§ Extracted text:
The other problem with “reparations” is, because they are totally bogus, they are based on no factual “standard” and would simply constitute an unaccountable transfer of wealth from rich to poor countries. (Read: More vacation homes and Ferraris for banana republic dictators.)
(You might remember one of my stories from the 2009 Copenhagen summit, in which be-turbaned African dictators from random small nations were pounding on conference tables demanding an eye-goggling $722 billion from the United States in “reparations,” a proposal that thankfully, went nowhere. The climate treaty “bandits” went home empty-handed in 2009. Again in Cancun 2010, no treaty was signed.)
Will “Cap and Trade” Rise from the “Ashes” Nationally Due to California Legal Action?
What could potentially happen, if the San Francisco lawsuit is successful, is that statewide rules for “capping” carbon dioxide emissions could be extended in much more detail, to agri-business, individual users of energy, and specific geographic areas.
If the legislature takes action on “reparations” again, California governor Jerry Brown is not likely to veto them. There would ensue a “money grab” from an alphabet soup of “entitled” groups and individuals.
If the federal EPA follows the 9th Circuit Court ruling, there could issue more stringent energy regulations tied to consumer and business usage. Would they apply just to California due to AB 32 or might they be construed nationwide?

§ Task inputs:
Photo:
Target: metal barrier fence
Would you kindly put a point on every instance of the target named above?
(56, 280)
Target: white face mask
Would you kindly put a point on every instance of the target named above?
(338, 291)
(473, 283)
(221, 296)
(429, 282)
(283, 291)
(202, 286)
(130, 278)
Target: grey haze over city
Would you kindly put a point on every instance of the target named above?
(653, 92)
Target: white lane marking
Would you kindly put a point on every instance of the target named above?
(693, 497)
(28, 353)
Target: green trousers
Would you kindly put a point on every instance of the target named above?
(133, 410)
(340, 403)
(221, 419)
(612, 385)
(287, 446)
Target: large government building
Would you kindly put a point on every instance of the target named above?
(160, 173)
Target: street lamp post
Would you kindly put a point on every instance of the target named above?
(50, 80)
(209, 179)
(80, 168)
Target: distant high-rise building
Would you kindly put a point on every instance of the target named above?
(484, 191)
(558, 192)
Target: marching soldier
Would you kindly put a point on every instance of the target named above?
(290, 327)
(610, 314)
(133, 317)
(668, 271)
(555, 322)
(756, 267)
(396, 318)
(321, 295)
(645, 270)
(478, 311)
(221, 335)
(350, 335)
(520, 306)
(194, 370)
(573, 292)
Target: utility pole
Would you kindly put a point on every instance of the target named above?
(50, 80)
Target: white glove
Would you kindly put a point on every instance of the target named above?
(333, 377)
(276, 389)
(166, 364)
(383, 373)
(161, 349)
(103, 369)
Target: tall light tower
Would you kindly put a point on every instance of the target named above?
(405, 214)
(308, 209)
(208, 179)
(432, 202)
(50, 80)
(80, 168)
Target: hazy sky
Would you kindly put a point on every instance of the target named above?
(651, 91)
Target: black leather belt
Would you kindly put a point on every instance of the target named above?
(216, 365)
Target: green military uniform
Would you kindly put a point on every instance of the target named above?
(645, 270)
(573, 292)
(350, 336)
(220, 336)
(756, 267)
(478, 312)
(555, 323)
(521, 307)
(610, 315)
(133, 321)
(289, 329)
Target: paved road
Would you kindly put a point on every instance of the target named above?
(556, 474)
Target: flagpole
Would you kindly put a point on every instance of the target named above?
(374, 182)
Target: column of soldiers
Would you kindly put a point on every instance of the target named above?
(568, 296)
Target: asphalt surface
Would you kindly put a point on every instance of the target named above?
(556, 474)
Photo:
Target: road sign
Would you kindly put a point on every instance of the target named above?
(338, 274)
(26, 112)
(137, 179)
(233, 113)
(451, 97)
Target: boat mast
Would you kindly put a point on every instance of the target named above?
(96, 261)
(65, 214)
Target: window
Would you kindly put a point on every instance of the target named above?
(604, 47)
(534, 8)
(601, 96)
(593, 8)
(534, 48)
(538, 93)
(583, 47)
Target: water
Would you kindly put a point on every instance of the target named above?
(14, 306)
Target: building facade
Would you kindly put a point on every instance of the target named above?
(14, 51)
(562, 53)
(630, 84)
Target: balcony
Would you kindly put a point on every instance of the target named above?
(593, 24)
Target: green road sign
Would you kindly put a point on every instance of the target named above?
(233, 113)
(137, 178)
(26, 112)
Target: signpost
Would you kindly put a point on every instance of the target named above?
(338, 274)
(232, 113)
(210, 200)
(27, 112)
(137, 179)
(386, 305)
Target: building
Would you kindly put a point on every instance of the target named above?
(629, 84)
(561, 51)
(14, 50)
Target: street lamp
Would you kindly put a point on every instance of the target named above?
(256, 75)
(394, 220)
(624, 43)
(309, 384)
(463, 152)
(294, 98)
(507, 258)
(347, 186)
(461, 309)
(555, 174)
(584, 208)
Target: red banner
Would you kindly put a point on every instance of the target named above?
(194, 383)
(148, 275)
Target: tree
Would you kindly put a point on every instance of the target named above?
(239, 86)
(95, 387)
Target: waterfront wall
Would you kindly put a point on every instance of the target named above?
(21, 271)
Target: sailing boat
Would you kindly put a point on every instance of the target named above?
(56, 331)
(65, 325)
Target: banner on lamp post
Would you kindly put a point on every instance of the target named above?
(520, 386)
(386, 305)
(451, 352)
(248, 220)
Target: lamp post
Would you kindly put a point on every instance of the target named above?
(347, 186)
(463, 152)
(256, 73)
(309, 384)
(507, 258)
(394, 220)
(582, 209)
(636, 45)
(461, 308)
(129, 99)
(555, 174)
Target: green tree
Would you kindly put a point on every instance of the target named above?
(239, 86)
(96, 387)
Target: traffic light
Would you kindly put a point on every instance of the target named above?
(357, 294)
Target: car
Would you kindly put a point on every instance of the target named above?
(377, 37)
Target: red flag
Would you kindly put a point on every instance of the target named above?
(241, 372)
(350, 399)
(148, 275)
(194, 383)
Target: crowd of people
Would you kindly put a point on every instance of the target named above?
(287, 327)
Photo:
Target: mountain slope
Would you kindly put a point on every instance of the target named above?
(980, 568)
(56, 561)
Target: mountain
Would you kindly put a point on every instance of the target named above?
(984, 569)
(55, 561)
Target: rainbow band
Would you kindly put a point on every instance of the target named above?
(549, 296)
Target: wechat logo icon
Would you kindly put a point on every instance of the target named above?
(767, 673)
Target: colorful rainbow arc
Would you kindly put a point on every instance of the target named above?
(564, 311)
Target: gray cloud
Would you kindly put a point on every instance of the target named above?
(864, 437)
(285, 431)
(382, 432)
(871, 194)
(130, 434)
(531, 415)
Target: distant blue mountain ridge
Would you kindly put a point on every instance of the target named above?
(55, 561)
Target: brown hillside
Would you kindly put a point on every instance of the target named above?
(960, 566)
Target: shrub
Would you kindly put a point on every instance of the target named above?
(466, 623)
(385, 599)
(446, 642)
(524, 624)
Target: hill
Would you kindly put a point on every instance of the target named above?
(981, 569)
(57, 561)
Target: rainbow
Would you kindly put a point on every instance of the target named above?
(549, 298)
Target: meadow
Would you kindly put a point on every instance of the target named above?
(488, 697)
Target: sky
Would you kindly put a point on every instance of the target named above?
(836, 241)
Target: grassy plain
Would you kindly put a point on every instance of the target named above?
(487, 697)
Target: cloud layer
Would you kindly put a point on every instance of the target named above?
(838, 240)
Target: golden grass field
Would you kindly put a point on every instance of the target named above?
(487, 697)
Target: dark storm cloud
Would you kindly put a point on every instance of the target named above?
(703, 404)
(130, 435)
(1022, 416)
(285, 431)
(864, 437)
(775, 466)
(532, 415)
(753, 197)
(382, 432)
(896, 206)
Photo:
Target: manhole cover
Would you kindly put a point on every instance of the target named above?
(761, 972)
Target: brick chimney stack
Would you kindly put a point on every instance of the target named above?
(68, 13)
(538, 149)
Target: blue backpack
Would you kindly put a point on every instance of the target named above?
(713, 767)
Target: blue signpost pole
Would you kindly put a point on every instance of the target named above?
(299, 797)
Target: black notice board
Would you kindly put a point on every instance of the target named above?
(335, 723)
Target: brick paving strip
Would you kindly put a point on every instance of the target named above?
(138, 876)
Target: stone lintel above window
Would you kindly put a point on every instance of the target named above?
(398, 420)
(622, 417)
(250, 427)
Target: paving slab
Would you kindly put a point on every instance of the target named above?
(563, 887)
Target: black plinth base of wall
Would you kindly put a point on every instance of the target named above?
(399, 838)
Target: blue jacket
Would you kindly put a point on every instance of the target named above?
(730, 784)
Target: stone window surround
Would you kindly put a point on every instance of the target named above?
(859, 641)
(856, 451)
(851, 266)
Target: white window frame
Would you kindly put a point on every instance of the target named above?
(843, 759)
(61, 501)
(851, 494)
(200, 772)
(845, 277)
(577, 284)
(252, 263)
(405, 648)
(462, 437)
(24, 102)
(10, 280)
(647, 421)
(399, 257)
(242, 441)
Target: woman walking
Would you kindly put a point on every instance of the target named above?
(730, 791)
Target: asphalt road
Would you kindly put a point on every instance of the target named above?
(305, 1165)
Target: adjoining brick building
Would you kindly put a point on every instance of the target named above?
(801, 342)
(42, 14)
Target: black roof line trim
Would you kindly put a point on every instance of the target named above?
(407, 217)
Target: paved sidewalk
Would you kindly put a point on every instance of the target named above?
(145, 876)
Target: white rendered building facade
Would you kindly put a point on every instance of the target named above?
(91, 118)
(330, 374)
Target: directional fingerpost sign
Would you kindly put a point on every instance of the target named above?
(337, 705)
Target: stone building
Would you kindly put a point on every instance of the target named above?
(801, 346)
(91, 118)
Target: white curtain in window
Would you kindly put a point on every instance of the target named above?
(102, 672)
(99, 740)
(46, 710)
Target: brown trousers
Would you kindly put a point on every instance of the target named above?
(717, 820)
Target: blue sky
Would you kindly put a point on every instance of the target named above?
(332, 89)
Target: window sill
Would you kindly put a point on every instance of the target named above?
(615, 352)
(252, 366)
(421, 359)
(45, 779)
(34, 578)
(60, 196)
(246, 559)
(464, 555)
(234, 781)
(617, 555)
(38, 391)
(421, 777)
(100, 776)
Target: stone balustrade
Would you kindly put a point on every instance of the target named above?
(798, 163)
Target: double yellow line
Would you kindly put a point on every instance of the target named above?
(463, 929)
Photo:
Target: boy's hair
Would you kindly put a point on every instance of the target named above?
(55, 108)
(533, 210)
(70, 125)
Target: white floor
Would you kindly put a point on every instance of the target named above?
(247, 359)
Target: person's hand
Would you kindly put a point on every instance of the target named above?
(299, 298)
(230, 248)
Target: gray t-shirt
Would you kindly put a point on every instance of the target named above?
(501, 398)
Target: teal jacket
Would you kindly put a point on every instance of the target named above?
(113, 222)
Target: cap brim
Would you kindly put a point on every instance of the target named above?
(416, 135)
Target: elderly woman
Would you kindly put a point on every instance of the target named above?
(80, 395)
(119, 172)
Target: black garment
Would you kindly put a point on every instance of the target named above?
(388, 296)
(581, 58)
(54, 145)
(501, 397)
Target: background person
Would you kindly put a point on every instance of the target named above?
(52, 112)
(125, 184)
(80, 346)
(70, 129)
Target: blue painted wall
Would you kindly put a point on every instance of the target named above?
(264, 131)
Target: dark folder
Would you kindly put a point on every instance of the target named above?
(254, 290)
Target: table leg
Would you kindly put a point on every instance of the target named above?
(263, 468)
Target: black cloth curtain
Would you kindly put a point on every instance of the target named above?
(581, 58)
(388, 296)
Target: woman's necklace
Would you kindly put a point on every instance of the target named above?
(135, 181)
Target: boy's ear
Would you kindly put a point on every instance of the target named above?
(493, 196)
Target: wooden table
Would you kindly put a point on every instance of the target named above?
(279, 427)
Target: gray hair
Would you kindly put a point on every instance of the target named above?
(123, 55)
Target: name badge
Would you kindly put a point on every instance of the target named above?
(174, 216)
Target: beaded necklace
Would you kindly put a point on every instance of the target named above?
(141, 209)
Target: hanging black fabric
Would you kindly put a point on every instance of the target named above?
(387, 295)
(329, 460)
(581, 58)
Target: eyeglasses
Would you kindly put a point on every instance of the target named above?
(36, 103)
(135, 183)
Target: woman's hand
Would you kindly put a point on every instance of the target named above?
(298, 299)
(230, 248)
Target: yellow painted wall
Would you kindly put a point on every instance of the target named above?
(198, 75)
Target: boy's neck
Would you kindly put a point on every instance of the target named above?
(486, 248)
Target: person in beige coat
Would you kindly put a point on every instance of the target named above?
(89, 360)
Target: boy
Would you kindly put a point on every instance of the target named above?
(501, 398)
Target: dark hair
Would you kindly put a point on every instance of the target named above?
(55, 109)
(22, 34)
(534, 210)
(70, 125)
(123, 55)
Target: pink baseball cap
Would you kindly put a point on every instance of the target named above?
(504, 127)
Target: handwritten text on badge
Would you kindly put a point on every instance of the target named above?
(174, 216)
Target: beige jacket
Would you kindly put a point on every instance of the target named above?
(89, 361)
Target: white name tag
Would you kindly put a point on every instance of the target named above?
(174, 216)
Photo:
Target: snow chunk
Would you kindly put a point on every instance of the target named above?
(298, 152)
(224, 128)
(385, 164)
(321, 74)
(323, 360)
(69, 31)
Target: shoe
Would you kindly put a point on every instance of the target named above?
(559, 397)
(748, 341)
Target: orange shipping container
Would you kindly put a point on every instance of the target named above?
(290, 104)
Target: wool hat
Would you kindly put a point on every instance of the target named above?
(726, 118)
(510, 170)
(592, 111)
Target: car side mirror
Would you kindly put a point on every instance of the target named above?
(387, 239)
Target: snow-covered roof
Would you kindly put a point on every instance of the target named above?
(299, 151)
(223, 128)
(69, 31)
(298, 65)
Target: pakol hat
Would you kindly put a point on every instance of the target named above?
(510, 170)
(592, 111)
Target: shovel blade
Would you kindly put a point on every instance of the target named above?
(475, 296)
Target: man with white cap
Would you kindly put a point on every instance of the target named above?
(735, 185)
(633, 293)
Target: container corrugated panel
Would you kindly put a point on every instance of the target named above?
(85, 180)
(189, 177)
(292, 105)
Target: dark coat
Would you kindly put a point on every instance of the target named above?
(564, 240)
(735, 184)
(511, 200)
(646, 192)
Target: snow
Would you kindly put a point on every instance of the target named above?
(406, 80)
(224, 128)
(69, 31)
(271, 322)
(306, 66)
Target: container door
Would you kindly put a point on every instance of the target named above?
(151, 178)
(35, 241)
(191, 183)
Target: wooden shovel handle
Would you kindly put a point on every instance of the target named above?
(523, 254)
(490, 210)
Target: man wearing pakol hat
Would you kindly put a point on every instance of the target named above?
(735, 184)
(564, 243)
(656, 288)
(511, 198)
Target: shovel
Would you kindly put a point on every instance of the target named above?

§ Directions:
(a) Repeat the text about climate reparations word for word, from start to finish.
(b) Please give the records again from the line containing "Target: man wearing pakol hat" through the end of the records, with "pakol hat" replaced by "wool cap" and everything else unchanged. Output only those lines.

§ Answers provided:
(a)
The other problem with “reparations” is, because they are totally bogus, they are based on no factual “standard” and would simply constitute an unaccountable transfer of wealth from rich to poor countries. (Read: More vacation homes and Ferraris for banana republic dictators.)
(You might remember one of my stories from the 2009 Copenhagen summit, in which be-turbaned African dictators from random small nations were pounding on conference tables demanding an eye-goggling $722 billion from the United States in “reparations,” a proposal that thankfully, went nowhere. The climate treaty “bandits” went home empty-handed in 2009. Again in Cancun 2010, no treaty was signed.)
Will “Cap and Trade” Rise from the “Ashes” Nationally Due to California Legal Action?
What could potentially happen, if the San Francisco lawsuit is successful, is that statewide rules for “capping” carbon dioxide emissions could be extended in much more detail, to agri-business, individual users of energy, and specific geographic areas.
If the legislature takes action on “reparations” again, California governor Jerry Brown is not likely to veto them. There would ensue a “money grab” from an alphabet soup of “entitled” groups and individuals.
If the federal EPA follows the 9th Circuit Court ruling, there could issue more stringent energy regulations tied to consumer and business usage. Would they apply just to California due to AB 32 or might they be construed nationwide?

(b)
Target: man wearing wool cap
Would you kindly put a point on every instance of the target named above?
(735, 184)
(564, 243)
(656, 288)
(511, 198)
Target: shovel
Would you kindly put a point on every instance of the target named above?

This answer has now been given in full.